**A run of records**.
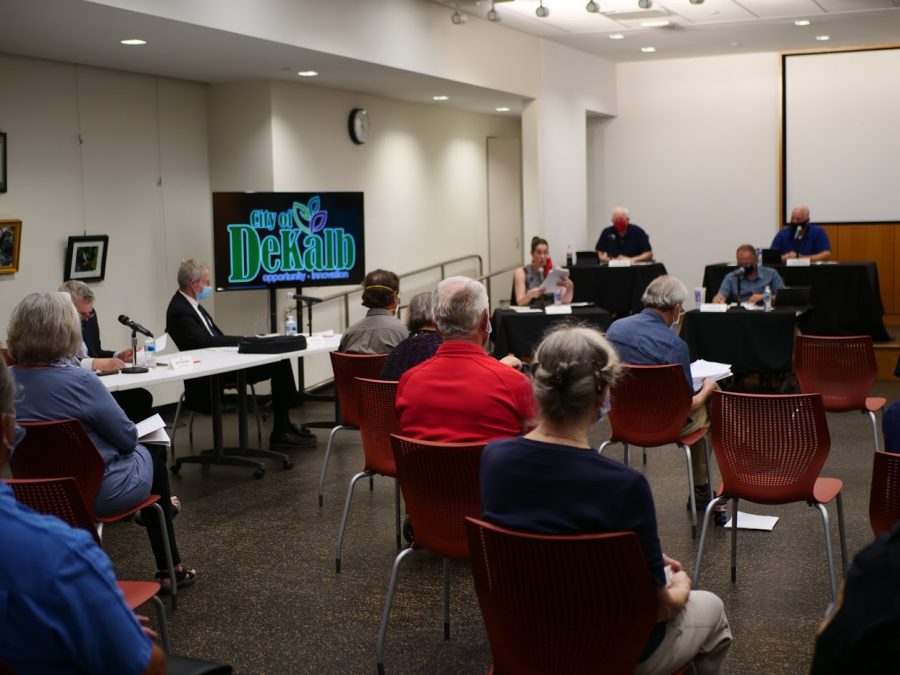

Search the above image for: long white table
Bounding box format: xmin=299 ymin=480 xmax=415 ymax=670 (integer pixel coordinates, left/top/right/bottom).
xmin=100 ymin=335 xmax=341 ymax=478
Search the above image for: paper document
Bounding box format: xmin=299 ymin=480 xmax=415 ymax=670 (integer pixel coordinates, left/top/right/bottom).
xmin=135 ymin=413 xmax=172 ymax=445
xmin=691 ymin=359 xmax=731 ymax=391
xmin=725 ymin=511 xmax=778 ymax=532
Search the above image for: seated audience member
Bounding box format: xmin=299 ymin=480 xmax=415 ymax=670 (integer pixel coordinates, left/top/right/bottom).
xmin=0 ymin=356 xmax=166 ymax=675
xmin=713 ymin=244 xmax=784 ymax=305
xmin=338 ymin=270 xmax=409 ymax=354
xmin=594 ymin=206 xmax=653 ymax=262
xmin=513 ymin=237 xmax=575 ymax=307
xmin=166 ymin=260 xmax=316 ymax=450
xmin=481 ymin=326 xmax=731 ymax=675
xmin=381 ymin=293 xmax=444 ymax=380
xmin=59 ymin=279 xmax=153 ymax=423
xmin=397 ymin=277 xmax=535 ymax=443
xmin=810 ymin=523 xmax=900 ymax=675
xmin=606 ymin=275 xmax=728 ymax=525
xmin=769 ymin=206 xmax=831 ymax=262
xmin=9 ymin=293 xmax=197 ymax=587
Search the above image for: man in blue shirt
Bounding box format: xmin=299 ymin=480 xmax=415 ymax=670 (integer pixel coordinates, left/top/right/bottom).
xmin=713 ymin=244 xmax=784 ymax=305
xmin=594 ymin=206 xmax=653 ymax=262
xmin=770 ymin=206 xmax=831 ymax=262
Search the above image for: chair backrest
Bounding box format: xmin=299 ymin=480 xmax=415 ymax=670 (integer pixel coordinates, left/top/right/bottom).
xmin=794 ymin=335 xmax=878 ymax=412
xmin=9 ymin=419 xmax=106 ymax=513
xmin=712 ymin=391 xmax=831 ymax=504
xmin=356 ymin=377 xmax=400 ymax=476
xmin=5 ymin=477 xmax=102 ymax=546
xmin=466 ymin=518 xmax=658 ymax=675
xmin=329 ymin=352 xmax=387 ymax=427
xmin=869 ymin=452 xmax=900 ymax=536
xmin=391 ymin=434 xmax=484 ymax=558
xmin=609 ymin=364 xmax=691 ymax=447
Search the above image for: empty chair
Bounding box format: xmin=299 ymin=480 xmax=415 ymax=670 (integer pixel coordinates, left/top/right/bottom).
xmin=319 ymin=352 xmax=387 ymax=506
xmin=334 ymin=377 xmax=400 ymax=572
xmin=376 ymin=435 xmax=484 ymax=673
xmin=794 ymin=335 xmax=887 ymax=451
xmin=693 ymin=391 xmax=847 ymax=599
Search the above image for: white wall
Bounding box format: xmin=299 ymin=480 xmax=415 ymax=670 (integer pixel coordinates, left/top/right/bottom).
xmin=589 ymin=54 xmax=780 ymax=304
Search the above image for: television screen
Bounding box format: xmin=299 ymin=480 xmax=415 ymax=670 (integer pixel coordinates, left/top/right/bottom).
xmin=213 ymin=192 xmax=365 ymax=291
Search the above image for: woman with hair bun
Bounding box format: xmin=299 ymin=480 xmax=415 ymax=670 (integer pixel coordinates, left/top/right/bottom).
xmin=481 ymin=326 xmax=731 ymax=675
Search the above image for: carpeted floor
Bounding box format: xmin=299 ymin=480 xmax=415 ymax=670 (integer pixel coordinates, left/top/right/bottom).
xmin=104 ymin=383 xmax=900 ymax=675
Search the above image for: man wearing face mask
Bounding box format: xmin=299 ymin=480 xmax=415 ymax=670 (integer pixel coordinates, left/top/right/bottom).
xmin=770 ymin=206 xmax=831 ymax=262
xmin=713 ymin=244 xmax=784 ymax=305
xmin=606 ymin=275 xmax=728 ymax=525
xmin=166 ymin=260 xmax=316 ymax=450
xmin=594 ymin=206 xmax=653 ymax=262
xmin=397 ymin=277 xmax=536 ymax=443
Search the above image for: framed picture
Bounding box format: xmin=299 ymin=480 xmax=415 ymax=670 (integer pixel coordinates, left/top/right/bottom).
xmin=63 ymin=234 xmax=109 ymax=281
xmin=0 ymin=220 xmax=22 ymax=274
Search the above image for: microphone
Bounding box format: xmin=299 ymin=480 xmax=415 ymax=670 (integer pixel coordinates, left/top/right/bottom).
xmin=119 ymin=314 xmax=153 ymax=337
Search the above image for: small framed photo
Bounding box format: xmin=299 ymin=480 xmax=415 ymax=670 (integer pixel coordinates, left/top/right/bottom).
xmin=0 ymin=220 xmax=22 ymax=274
xmin=63 ymin=234 xmax=109 ymax=281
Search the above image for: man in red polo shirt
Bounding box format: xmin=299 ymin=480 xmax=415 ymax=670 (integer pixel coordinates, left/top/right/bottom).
xmin=397 ymin=277 xmax=536 ymax=443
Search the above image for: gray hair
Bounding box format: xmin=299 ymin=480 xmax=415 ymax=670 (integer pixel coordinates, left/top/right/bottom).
xmin=431 ymin=276 xmax=489 ymax=339
xmin=59 ymin=279 xmax=95 ymax=304
xmin=178 ymin=258 xmax=209 ymax=289
xmin=8 ymin=293 xmax=81 ymax=366
xmin=531 ymin=325 xmax=621 ymax=422
xmin=641 ymin=274 xmax=688 ymax=310
xmin=406 ymin=292 xmax=434 ymax=331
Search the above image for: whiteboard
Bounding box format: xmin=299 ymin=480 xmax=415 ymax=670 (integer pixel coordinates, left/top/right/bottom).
xmin=782 ymin=48 xmax=900 ymax=223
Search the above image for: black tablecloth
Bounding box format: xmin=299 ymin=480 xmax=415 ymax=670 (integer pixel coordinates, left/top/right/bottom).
xmin=569 ymin=263 xmax=666 ymax=316
xmin=704 ymin=262 xmax=891 ymax=342
xmin=681 ymin=309 xmax=796 ymax=373
xmin=491 ymin=307 xmax=612 ymax=358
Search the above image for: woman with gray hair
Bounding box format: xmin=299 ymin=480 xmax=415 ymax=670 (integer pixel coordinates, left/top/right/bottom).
xmin=481 ymin=326 xmax=731 ymax=675
xmin=8 ymin=293 xmax=197 ymax=589
xmin=381 ymin=293 xmax=444 ymax=380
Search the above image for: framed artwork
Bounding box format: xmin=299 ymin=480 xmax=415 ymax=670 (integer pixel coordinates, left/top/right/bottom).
xmin=63 ymin=234 xmax=109 ymax=281
xmin=0 ymin=220 xmax=22 ymax=274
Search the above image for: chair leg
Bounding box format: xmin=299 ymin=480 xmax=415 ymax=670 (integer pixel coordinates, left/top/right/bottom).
xmin=816 ymin=504 xmax=837 ymax=602
xmin=375 ymin=547 xmax=416 ymax=675
xmin=334 ymin=471 xmax=372 ymax=574
xmin=691 ymin=497 xmax=723 ymax=588
xmin=319 ymin=424 xmax=346 ymax=508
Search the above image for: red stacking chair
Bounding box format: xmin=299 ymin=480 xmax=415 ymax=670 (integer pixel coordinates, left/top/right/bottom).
xmin=693 ymin=391 xmax=847 ymax=599
xmin=319 ymin=352 xmax=387 ymax=506
xmin=599 ymin=364 xmax=712 ymax=537
xmin=466 ymin=518 xmax=658 ymax=675
xmin=869 ymin=452 xmax=900 ymax=536
xmin=794 ymin=335 xmax=887 ymax=452
xmin=334 ymin=377 xmax=400 ymax=572
xmin=9 ymin=419 xmax=178 ymax=609
xmin=376 ymin=434 xmax=484 ymax=673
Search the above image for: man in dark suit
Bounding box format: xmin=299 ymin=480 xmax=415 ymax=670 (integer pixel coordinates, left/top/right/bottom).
xmin=166 ymin=260 xmax=316 ymax=450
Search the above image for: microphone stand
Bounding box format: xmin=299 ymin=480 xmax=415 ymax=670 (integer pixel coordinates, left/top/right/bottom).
xmin=122 ymin=328 xmax=150 ymax=375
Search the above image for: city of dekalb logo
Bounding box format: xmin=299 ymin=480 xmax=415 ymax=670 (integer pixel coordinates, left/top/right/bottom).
xmin=227 ymin=195 xmax=356 ymax=283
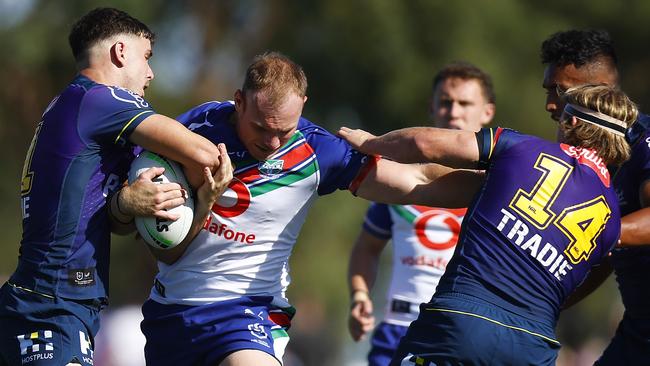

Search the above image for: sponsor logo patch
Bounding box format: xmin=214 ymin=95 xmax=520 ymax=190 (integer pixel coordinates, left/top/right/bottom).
xmin=68 ymin=268 xmax=95 ymax=286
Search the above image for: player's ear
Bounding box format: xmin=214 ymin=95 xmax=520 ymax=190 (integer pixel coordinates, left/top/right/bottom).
xmin=110 ymin=41 xmax=126 ymax=67
xmin=481 ymin=103 xmax=496 ymax=126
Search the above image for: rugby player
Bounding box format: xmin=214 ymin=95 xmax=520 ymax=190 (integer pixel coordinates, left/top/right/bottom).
xmin=339 ymin=86 xmax=637 ymax=366
xmin=348 ymin=62 xmax=496 ymax=366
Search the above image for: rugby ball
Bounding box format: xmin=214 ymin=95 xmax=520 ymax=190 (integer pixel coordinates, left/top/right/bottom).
xmin=129 ymin=150 xmax=194 ymax=249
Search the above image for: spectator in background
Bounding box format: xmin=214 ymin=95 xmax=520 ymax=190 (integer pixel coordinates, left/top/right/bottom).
xmin=348 ymin=62 xmax=496 ymax=366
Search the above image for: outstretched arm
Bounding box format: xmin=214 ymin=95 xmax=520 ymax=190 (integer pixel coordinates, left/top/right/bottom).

**GIVEN PROBLEM**.
Copy every line of the data from the line containing "Search the above image for: man in dark suit" through the line containing "xmin=227 ymin=195 xmax=356 ymax=283", leaving the search and format lines unchanged. Scale each coordinate in the bounding boxes listed after the format lines by 1.55, and round to whole numbers with halves going up.

**REPLY**.
Search the above image for: man in dark suit
Bounding box format: xmin=299 ymin=480 xmax=415 ymax=670 (integer pixel coordinates, left/top/right/bottom).
xmin=257 ymin=403 xmax=490 ymax=698
Search the above image for: microphone stand
Bounding box format: xmin=299 ymin=480 xmax=415 ymax=670 (integer pixel coordinates, left/top/right/bottom).
xmin=189 ymin=508 xmax=233 ymax=581
Search the above image for: city of dekalb logo
Bounding box format: xmin=299 ymin=480 xmax=415 ymax=670 (integer pixel coordinates, left/top/right/bottom).
xmin=352 ymin=302 xmax=552 ymax=439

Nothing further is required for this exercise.